**RECORDS FOR THE EXERCISE**
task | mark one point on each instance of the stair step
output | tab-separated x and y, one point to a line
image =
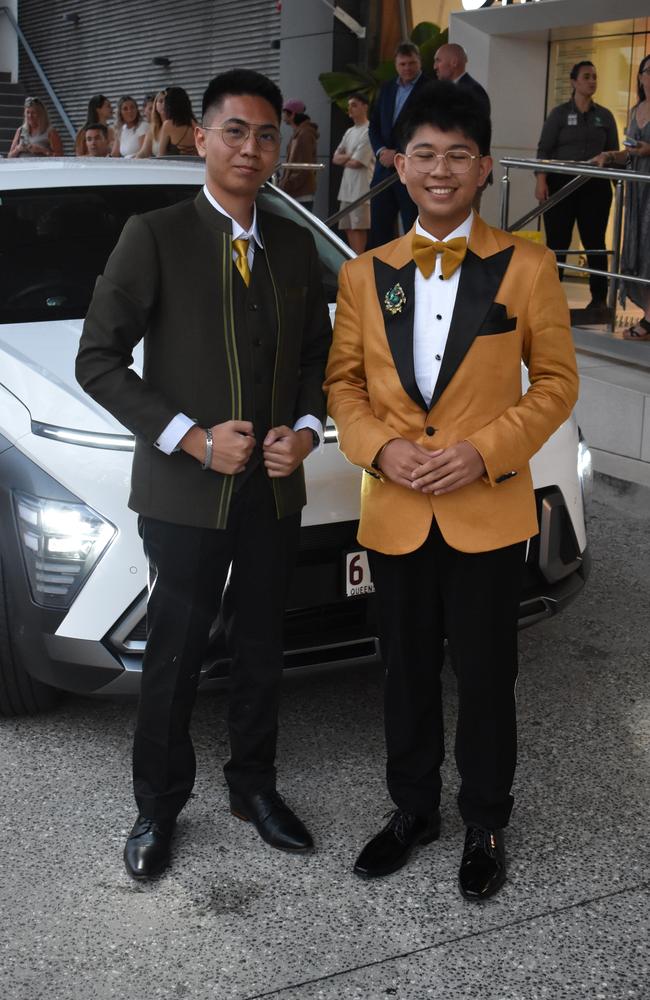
13	90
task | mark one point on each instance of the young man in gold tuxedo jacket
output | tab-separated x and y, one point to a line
424	385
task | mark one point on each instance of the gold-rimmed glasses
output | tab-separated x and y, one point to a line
235	132
458	161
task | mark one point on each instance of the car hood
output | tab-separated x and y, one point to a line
37	366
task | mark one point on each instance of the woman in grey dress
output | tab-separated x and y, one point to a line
636	244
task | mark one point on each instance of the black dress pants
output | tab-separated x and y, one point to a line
588	206
386	206
472	599
188	570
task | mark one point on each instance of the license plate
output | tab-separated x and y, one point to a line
358	581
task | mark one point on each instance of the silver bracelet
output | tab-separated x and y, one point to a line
208	449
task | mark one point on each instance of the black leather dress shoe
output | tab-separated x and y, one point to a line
391	848
273	820
146	853
483	868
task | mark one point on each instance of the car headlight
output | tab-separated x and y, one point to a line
61	544
585	470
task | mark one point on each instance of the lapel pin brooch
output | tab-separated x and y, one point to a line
394	299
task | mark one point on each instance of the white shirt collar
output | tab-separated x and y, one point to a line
238	232
464	229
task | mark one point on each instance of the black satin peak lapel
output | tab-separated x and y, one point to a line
399	325
479	283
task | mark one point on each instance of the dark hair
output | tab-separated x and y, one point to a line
94	104
122	101
98	125
639	89
178	106
445	106
407	49
575	72
238	82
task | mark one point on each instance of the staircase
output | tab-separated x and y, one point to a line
12	99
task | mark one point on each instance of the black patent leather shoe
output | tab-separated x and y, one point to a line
483	868
273	819
391	848
146	852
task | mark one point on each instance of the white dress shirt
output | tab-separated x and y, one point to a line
434	306
178	427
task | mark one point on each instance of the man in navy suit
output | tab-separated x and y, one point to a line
450	63
389	107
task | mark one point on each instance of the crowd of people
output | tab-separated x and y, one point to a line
578	130
162	126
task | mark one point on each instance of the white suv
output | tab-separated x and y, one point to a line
72	571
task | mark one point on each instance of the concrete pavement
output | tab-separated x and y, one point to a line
234	920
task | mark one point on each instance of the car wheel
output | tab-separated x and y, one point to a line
20	694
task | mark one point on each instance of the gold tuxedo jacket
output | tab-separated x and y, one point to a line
510	307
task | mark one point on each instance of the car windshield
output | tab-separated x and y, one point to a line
55	242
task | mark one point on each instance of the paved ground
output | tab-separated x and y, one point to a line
235	920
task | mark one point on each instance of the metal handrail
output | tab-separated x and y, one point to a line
41	72
544	206
582	172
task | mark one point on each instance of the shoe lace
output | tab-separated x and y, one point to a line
400	823
485	840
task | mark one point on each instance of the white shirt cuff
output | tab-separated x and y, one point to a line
175	430
315	425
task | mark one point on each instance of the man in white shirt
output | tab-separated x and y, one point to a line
424	385
229	304
354	153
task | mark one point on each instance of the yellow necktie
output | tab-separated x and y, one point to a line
241	249
425	252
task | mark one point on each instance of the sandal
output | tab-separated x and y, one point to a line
634	333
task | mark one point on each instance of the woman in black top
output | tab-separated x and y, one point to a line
579	130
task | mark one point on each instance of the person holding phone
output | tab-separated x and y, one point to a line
636	156
579	130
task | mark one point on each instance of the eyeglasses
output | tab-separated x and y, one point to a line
235	133
458	161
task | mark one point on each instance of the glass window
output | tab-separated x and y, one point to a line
55	242
331	254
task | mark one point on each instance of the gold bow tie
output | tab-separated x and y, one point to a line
425	252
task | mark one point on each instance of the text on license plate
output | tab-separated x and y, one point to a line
358	580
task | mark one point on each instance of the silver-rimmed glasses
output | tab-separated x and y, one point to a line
235	133
458	161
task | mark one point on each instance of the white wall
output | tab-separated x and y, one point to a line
306	50
9	41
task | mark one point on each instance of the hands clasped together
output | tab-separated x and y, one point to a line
437	472
233	443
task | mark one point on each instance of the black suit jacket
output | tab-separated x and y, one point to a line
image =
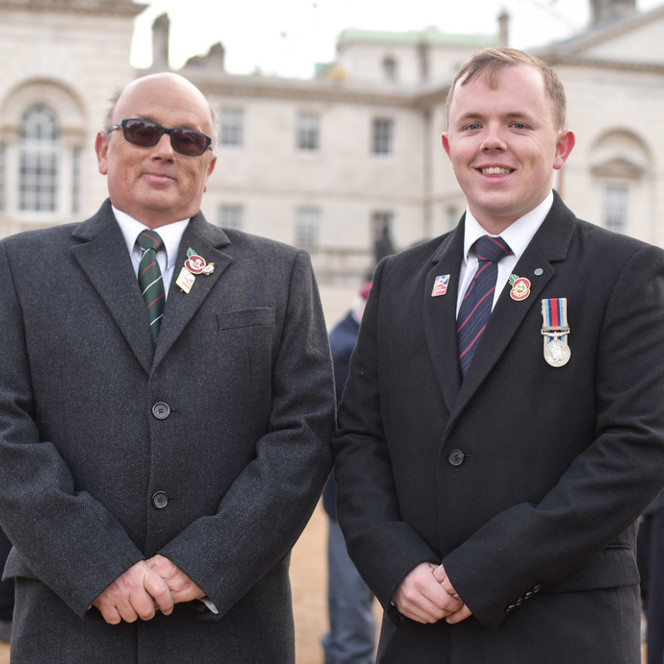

**EXERCISE**
Retype every one of the rows above exactly as they appear, leaving out the pictures.

**SOLVED PROBLEM**
task | mark one point on each instance of the stair step
output | tab-separated x and y, one point to a line
image =
13	90
task | mark one point on each instance of the young man in gold tuxedo jacket
output | tab-separated x and y, one point to a line
424	385
task | mark one point on each instance of the gold-rimmed glasses
output | tab-separated x and y, one point to a line
235	132
458	161
task | mark one point on each instance of the car hood
output | tab-separated x and y, one point to a line
37	366
task | mark one point on each instance of the woman in grey dress
output | tab-separated x and y, one point to a line
636	244
task | mark one point on each instance of the black dress pants
output | tab-separated x and y, one point to a line
588	206
386	206
472	599
188	570
task | mark one point on each instance of the license plate
output | tab-separated x and y, one point to a line
358	581
task | mark one point on each instance of the silver bracelet
output | tab-separated x and y, one point to a line
208	449
task | mark one point on each instance of the black leather dress shoe
output | tab-separated x and y, one point to a line
391	848
273	820
146	853
483	868
task | mark one point on each instance of the car headlight
output | tab-separated x and y, one point to a line
61	544
585	470
task | mark one point on each instance of the lapel pin brooch
output | tab-separated x and y, one point to a line
394	299
task | mark one point on each instance of the white shirt collar
output | tab-separated x and y, one point to a line
238	232
464	229
task | mark one point on each instance of the black satin peak lapel
output | tab-separated x and y, one point to a line
399	325
479	283
task | mark one point on each instance of the dark hair
output | tab-separated x and y, one point to a line
94	104
122	101
98	125
639	89
178	106
445	106
407	49
575	72
238	82
task | mark one point on each instance of the staircase
output | tab-separated x and y, one point to a line
12	99
task | mark one point on each instance of the black patent leather shoe
output | tab-separated x and y, one point to a line
483	868
273	819
391	848
146	852
task | mark one point on each instance of the white dress shirt
output | tab-separated x and y, one point to a line
434	306
178	427
task | mark one point on each instance of the man in navy suit
output | tab-separated x and y, one point to a line
450	63
389	107
task | mark one point on each instance of the crowd of people
output | tab-separated x and y, one point to a line
578	130
162	126
task | mark one point on each instance of the white suv
output | tab-separated x and y, one point to a line
72	571
task | mark one point on each instance of the concrete pavement
output | tab-separated x and y, one point to a line
234	920
task | mark one point on each instance of the car wheel
output | tab-separated x and y, one point to a line
20	694
task | mark one point on each instance of the gold tuxedo jacket
output | tab-separated x and y, one point to a line
510	307
task | mark one point on each instance of the car windshield
output | tab-separated x and y, one point to a line
55	242
task | mark one point on each instance of the paved ground
output | tab-separated x and y, one point to a line
235	920
task | mark one point on each instance of the metal handrail
output | tab-separated x and y, one point to a line
41	72
544	206
582	172
task | mark one point on each instance of the shoe lace
output | tab-separated x and y, one point to a line
400	823
485	840
task | mark one point on each instance of the white shirt cuff
output | tab-separated x and y, one point to a line
175	430
315	425
task | mark one point on each instance of the man in white shirt
output | tab-separated x and y, one point to a line
424	385
229	304
354	153
task | mark one point on each instance of the yellow necktie
output | tab-separated x and y, one point to a line
241	249
425	252
task | mark one point on each instance of the sandal
output | tab-separated x and y, one point to a line
634	333
task | mark one point on each instance of the woman in black top
output | tab-separated x and y, one point to a line
579	130
task | mark one point on each instance of the person holding phone
output | tab-separated x and y, one point to a line
636	156
579	130
task | mark one point on each instance of the eyeglasses
output | tab-separated x and y, one point to a line
235	133
458	161
task | mark one point on each instance of the glass window
output | tab-separated x and y, one point to a line
55	242
331	254
task | mark one point on each instance of the gold bow tie
output | tab-separated x and y, one point to a line
425	252
task | mark one point on each instance of the text on license plate
output | tab-separated x and y, one point to a line
358	580
task | mark one point on each instance of the silver-rimmed glasses
output | tab-separated x and y, one point to a line
235	133
458	161
task | mark one point on each instance of the white wall
output | tab-separated x and y, one point to a line
306	50
9	41
task | mark one point on each instance of the hands clasped together
output | tab-separated x and y, one point to a line
437	472
233	443
task | mark one point on each instance of the black suit jacket
output | tab-separated x and y, one point to a line
image =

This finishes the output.